Records provided |
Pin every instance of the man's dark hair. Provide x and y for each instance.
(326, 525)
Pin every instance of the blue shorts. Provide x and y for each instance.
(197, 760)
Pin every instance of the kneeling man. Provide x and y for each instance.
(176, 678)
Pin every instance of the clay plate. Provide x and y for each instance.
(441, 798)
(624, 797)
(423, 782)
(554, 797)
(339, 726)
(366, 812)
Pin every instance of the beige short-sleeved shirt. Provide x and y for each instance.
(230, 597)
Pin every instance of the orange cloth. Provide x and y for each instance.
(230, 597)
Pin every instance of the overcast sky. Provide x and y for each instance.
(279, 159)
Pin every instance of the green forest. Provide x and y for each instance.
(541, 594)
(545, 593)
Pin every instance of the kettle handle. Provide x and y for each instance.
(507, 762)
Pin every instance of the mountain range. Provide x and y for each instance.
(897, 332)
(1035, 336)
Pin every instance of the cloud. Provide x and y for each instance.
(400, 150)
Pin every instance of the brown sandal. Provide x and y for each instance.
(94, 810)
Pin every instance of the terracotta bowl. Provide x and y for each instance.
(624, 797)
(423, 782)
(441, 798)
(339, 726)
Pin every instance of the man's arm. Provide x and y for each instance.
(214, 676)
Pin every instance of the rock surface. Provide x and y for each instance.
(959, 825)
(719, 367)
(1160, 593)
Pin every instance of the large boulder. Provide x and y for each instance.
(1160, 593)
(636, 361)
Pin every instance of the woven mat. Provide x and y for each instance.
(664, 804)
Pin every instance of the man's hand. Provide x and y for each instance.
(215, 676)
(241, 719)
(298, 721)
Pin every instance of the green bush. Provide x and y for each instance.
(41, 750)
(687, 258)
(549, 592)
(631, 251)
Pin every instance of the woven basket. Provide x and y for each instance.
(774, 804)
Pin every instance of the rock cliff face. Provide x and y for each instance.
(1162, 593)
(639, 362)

Exercise objective |
Write out, exactly as they appear, the lines from the one containing "Pin every instance of the beige" through the last line of the records above, both included, and nothing more.

Finished task |
Pin every instance of the beige short-sleeved shirt. Provide x and y for each instance.
(230, 597)
Pin every instance of the orange cloth. Provide x and y for each instance.
(230, 597)
Pin every instance of the overcast sky. Provide x and y for each instance.
(279, 159)
Pin every instance of the green forest. Provide x and y for each instance.
(541, 594)
(545, 593)
Pin every instance of the kettle handle. Provide x and y for each instance.
(507, 762)
Pin every instance of the mountain range. Provide x and y for each instance.
(897, 332)
(1035, 336)
Pin every instance of the cloud. Provide x and y for each instance.
(400, 150)
Pin every instance of the brown sandal. Provide x and y for each instance.
(94, 810)
Pin every instance of the terracotta bowl. Provide x and y for each instance.
(624, 797)
(423, 782)
(441, 798)
(339, 726)
Pin every instance of the man's arm. Provide x and y for each instance.
(214, 676)
Pin every instance of the rock surface. Provide x and y for each instance.
(959, 825)
(719, 367)
(1160, 593)
Pin every instance of the large boulder. Provide x and y for each instance.
(1160, 593)
(636, 361)
Pin every instance of the woven mat. Provide x and y for each instance.
(664, 804)
Pin every instance of the man's hand. Provide x and y for each instance.
(215, 676)
(241, 719)
(298, 721)
Pin every instance of the green bush. Provide x and y for each instance.
(41, 750)
(687, 258)
(549, 592)
(631, 251)
Pin every instance of the woven basket. Provide x and y for each instance.
(774, 804)
Pin every instance of the rock cliff face. Provide x and y for each instance.
(1162, 593)
(639, 362)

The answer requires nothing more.